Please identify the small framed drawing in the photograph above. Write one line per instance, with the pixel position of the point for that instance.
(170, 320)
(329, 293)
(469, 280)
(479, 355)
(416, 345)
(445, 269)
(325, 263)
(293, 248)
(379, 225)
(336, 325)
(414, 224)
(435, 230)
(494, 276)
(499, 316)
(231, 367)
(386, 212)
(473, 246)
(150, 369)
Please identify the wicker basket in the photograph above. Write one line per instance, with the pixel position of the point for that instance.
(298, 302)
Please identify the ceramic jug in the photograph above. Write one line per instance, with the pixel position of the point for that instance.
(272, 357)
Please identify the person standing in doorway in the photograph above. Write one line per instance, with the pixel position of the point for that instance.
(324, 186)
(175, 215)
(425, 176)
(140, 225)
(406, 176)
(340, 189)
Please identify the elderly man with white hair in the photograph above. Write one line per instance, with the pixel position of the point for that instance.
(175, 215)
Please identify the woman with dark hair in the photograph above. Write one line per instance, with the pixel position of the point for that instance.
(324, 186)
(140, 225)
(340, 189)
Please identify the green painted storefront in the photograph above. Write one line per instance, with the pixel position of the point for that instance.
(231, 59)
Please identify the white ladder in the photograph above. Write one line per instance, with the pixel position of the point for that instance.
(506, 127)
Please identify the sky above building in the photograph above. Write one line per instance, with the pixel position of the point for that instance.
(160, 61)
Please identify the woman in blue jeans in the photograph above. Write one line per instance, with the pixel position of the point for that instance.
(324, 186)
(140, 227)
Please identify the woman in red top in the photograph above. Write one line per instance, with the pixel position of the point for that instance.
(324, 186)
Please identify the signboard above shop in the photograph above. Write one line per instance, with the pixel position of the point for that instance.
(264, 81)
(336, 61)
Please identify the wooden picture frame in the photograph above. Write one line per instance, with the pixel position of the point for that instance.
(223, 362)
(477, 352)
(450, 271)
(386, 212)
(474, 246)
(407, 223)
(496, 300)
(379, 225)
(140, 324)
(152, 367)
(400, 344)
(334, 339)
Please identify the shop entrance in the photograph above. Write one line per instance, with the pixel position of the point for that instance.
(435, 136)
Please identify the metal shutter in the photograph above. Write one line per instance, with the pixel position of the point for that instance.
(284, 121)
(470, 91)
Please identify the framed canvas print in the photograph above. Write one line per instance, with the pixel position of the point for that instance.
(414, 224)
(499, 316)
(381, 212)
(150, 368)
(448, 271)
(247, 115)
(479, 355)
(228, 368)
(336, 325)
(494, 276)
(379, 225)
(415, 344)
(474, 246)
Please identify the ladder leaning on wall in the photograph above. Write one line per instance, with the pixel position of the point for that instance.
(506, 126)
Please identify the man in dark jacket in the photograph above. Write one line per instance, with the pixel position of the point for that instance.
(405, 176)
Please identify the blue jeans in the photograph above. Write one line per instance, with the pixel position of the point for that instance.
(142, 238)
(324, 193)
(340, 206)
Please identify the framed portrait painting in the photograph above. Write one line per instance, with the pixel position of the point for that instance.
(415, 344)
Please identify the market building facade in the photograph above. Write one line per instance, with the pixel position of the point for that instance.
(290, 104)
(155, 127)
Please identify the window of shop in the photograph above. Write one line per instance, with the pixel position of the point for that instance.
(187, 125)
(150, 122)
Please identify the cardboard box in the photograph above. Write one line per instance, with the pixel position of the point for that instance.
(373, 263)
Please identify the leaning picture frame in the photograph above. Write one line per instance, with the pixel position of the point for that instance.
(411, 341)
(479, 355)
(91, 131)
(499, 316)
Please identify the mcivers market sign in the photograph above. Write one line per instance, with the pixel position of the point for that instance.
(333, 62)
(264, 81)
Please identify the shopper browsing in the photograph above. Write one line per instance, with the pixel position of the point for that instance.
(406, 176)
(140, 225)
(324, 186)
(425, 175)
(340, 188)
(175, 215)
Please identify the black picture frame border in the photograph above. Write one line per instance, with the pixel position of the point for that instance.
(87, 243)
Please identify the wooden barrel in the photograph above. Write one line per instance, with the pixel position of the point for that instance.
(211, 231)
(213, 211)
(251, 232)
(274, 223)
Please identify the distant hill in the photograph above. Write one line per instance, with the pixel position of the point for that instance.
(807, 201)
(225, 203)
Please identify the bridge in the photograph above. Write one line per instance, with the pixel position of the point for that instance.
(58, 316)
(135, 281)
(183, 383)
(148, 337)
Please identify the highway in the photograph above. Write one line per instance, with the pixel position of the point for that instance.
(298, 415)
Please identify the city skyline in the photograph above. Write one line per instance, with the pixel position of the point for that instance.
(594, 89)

☆ ☆ ☆ ☆ ☆

Convert the records, starting with the line that contains "Please identify the distant" and running through the last line of the records, both ends included, into a JSON list of strings with one string per line, leaving out any blank lines.

§ **RESULT BELOW**
[
  "Please identify the distant hill in the photograph above. Write one line per instance, with the pixel position of the point for that instance.",
  "(807, 201)",
  "(225, 203)",
  "Please identify the bridge in the photograph above. Write one line per instance, with the pixel position of the point for that instance.",
  "(58, 316)",
  "(135, 281)",
  "(183, 383)",
  "(148, 337)",
  "Please identify the highway in the photograph above. Write one line per instance, with the pixel position of the point for that instance.",
  "(298, 415)",
  "Please identify the city skyline in the photograph above. Write one line per instance, with the pixel position of the point for that instance.",
  "(594, 89)"
]